SOURCE MATERIAL:
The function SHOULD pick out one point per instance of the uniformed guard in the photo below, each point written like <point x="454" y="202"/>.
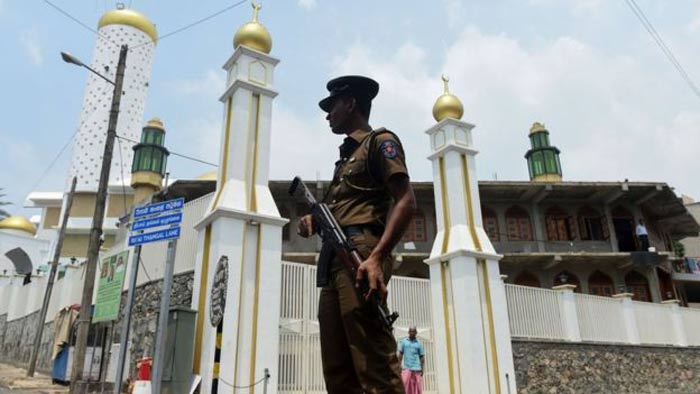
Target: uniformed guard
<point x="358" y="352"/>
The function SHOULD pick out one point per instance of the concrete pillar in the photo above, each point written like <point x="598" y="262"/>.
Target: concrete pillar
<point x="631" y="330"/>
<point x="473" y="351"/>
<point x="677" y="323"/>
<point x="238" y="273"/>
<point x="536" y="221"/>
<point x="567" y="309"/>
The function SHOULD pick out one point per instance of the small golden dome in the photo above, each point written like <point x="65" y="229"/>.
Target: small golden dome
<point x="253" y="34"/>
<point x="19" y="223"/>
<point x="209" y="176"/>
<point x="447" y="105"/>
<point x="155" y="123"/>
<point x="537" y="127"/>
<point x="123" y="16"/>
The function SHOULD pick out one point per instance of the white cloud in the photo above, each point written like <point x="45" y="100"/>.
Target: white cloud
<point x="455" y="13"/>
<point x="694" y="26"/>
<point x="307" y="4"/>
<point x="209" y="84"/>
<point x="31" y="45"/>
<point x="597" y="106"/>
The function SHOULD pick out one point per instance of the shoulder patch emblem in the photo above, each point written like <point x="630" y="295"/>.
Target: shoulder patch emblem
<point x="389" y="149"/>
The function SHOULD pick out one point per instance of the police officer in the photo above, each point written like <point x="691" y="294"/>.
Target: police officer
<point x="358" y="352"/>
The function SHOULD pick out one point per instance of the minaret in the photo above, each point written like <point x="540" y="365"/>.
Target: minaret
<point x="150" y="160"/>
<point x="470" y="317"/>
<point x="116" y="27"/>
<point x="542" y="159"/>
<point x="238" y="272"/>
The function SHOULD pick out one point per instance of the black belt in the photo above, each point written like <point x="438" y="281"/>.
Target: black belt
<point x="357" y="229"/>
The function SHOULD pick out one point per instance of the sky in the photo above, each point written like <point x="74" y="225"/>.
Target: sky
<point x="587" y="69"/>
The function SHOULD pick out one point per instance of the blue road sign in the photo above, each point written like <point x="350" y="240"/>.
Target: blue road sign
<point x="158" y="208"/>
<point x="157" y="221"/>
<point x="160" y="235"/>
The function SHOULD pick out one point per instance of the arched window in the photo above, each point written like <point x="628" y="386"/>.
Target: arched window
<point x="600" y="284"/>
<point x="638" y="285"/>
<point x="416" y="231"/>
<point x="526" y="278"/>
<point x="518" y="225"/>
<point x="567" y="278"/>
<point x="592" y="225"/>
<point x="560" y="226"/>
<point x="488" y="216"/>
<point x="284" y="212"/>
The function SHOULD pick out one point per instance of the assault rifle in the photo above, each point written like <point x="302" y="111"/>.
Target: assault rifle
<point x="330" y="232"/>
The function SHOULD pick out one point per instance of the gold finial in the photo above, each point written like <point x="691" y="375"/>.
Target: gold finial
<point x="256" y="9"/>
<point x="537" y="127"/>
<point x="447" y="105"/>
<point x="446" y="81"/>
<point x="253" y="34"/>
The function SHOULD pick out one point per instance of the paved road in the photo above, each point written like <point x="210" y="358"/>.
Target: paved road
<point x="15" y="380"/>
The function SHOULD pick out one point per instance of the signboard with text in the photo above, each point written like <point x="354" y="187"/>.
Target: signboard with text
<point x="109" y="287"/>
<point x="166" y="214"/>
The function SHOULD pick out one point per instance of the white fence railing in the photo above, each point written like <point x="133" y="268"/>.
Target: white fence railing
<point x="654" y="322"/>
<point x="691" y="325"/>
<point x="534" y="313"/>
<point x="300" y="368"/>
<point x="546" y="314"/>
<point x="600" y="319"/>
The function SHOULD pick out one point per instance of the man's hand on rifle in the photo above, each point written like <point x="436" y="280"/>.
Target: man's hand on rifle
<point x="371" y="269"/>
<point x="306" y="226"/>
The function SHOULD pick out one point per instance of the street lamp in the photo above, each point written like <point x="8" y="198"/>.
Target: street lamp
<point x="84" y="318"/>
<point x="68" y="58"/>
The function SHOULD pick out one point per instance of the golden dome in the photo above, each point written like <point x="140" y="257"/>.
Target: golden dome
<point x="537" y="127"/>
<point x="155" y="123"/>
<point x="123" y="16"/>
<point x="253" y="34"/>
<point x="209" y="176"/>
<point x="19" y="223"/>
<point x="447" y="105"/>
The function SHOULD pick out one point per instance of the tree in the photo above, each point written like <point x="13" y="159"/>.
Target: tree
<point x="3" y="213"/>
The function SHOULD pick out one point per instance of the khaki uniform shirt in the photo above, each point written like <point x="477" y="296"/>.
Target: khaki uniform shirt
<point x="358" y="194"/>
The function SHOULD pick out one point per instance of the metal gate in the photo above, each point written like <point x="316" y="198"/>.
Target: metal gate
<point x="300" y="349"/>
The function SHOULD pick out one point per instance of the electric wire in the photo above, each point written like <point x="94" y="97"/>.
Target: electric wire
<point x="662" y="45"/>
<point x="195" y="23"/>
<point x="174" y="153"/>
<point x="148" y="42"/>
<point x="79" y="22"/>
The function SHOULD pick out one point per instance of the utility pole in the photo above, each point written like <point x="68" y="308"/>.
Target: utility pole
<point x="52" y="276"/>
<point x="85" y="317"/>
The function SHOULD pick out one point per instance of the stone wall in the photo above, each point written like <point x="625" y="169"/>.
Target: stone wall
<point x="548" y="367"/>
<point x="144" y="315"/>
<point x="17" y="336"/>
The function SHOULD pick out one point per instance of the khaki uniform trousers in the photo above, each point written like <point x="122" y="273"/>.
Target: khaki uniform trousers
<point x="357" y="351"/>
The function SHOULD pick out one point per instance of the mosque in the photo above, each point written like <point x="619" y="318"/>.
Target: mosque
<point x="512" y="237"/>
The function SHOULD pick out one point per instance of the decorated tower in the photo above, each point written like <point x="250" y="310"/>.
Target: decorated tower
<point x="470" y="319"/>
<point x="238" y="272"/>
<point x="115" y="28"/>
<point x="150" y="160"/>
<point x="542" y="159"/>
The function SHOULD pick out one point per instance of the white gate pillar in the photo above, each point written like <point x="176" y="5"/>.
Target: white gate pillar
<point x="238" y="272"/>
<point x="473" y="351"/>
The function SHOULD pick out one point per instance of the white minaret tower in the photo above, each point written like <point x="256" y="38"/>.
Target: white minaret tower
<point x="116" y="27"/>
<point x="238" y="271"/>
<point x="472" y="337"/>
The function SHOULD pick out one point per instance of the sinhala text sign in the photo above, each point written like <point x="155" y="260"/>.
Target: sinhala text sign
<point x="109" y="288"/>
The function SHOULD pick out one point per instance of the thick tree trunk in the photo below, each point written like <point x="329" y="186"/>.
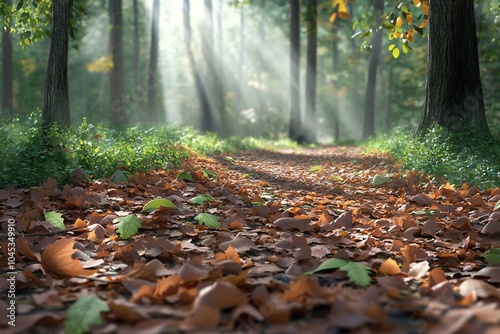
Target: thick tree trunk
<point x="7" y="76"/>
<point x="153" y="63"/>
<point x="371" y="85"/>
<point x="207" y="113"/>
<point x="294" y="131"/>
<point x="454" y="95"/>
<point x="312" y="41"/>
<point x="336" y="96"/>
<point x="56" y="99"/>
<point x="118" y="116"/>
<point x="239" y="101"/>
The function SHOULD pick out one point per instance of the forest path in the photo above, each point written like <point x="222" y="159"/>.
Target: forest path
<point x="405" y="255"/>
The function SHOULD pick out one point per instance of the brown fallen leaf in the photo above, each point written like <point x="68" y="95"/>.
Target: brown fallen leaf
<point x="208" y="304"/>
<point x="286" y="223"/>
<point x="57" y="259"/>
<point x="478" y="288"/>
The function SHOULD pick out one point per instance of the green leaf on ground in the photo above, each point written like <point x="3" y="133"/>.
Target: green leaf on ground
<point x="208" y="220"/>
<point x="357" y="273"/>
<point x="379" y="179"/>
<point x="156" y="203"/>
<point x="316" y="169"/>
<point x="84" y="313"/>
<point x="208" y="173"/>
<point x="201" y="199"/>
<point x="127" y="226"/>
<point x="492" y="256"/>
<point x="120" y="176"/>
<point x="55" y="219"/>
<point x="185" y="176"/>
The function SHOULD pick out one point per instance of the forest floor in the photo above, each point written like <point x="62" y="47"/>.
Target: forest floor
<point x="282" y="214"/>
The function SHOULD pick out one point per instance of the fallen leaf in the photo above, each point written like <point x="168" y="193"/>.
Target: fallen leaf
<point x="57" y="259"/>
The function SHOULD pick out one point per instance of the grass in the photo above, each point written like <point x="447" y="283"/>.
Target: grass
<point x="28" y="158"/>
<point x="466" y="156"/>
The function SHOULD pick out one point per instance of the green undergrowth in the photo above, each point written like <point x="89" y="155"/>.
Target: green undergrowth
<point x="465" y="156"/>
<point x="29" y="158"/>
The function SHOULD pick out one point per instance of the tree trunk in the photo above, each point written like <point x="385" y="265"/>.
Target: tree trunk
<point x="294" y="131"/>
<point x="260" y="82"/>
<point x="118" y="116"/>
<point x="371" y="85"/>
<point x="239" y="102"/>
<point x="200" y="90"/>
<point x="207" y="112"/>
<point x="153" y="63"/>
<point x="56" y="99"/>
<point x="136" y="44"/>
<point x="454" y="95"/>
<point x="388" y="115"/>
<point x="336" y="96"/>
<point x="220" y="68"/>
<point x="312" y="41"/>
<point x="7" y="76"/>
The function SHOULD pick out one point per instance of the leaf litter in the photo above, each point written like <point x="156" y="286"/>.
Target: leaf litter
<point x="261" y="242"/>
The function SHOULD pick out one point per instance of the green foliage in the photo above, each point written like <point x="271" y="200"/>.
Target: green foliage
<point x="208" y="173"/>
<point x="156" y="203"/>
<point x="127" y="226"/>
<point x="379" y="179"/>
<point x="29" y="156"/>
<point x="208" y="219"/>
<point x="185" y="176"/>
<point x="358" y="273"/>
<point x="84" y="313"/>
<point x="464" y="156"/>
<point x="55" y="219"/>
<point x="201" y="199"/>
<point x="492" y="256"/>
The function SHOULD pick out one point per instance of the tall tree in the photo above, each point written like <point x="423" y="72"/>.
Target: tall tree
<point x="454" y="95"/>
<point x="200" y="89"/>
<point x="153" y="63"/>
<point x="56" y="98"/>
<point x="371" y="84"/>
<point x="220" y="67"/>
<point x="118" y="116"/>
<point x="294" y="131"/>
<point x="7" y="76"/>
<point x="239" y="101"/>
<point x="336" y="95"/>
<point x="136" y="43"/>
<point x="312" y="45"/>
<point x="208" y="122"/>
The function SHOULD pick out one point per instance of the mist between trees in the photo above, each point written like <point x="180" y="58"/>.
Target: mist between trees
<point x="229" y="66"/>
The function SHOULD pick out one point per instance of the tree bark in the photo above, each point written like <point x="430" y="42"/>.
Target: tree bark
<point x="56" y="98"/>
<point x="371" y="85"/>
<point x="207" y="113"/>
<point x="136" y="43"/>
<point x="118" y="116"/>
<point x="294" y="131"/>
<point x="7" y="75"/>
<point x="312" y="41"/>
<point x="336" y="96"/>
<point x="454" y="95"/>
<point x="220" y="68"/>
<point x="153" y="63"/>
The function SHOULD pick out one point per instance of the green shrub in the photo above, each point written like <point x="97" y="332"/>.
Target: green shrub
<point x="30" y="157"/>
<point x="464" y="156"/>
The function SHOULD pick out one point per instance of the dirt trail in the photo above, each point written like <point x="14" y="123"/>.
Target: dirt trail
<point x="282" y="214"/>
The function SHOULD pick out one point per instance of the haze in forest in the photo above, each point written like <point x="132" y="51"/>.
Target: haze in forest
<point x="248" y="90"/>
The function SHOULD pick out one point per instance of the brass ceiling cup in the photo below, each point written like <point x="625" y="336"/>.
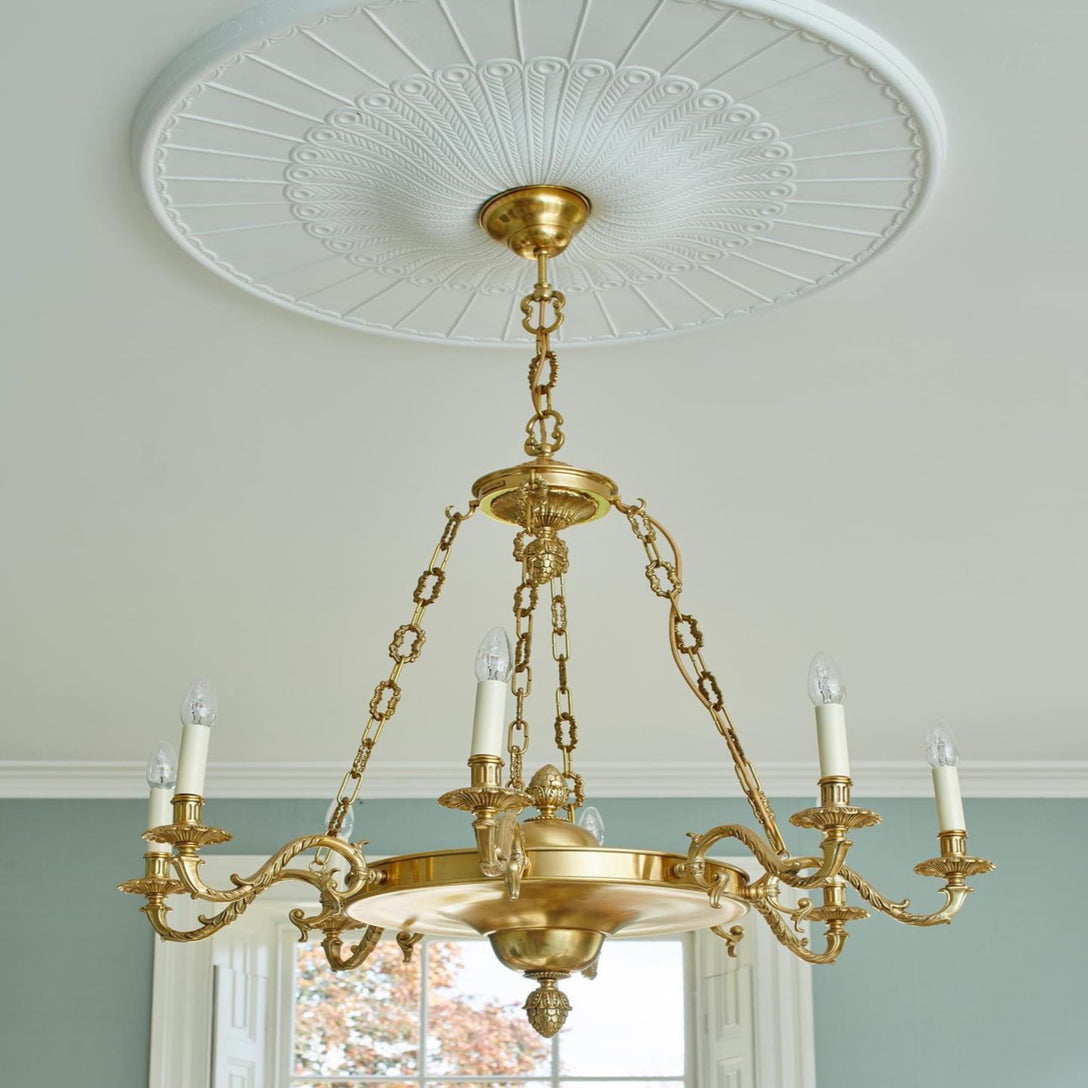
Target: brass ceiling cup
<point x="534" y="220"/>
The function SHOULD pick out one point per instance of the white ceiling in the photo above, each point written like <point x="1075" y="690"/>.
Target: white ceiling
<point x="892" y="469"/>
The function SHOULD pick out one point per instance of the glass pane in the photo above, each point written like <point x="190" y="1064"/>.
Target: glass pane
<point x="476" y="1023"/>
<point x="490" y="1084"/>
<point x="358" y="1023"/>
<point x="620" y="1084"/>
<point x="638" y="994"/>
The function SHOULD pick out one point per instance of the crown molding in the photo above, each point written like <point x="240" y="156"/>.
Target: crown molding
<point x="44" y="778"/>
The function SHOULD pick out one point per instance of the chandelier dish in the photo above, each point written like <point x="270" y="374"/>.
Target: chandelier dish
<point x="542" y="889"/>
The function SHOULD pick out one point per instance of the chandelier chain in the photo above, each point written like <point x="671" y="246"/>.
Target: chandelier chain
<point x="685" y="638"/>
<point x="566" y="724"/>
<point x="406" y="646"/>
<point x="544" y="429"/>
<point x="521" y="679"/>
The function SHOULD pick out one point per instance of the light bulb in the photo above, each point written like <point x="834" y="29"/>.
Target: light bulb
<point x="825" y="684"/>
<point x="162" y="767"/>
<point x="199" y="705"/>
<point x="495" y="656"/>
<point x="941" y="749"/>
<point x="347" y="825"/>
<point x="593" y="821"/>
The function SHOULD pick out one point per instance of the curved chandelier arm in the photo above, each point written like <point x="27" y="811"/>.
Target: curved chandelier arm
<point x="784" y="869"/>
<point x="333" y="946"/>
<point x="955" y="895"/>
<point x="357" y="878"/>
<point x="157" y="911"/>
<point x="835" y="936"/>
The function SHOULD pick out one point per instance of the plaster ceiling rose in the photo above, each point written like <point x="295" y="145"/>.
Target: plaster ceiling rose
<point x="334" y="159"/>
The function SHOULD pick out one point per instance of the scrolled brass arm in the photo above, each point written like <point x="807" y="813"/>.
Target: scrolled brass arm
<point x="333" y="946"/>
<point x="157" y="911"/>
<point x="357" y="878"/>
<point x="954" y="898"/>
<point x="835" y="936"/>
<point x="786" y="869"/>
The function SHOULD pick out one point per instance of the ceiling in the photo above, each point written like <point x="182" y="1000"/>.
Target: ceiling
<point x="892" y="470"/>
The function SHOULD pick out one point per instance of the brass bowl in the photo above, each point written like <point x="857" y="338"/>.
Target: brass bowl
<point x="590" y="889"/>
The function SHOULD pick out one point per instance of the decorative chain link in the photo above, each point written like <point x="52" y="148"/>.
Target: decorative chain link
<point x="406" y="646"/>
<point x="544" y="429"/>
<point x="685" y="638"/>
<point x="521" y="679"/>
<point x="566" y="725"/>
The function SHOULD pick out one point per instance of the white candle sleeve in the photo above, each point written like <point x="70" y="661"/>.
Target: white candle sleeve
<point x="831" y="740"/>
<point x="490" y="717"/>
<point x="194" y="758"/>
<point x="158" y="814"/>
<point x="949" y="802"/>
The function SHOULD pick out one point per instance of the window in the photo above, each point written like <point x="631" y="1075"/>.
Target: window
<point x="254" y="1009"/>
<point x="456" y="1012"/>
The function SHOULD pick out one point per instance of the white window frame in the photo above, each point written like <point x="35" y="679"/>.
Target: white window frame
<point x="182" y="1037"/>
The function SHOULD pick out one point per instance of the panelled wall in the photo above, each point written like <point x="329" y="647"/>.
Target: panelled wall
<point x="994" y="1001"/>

THE TASK: Copy each line in the listing where "below" appears.

WRITTEN ANSWER:
The function SHOULD pick out one point per instance of the uniformed guard in the photo below, each point written like <point x="454" y="202"/>.
The function SHOULD pick out one point per instance of the thick tree trunk in the photo below, each point written like <point x="329" y="186"/>.
The function SHOULD pick out one point per instance of the brass ceiling cup in the photo below, each point written like <point x="625" y="336"/>.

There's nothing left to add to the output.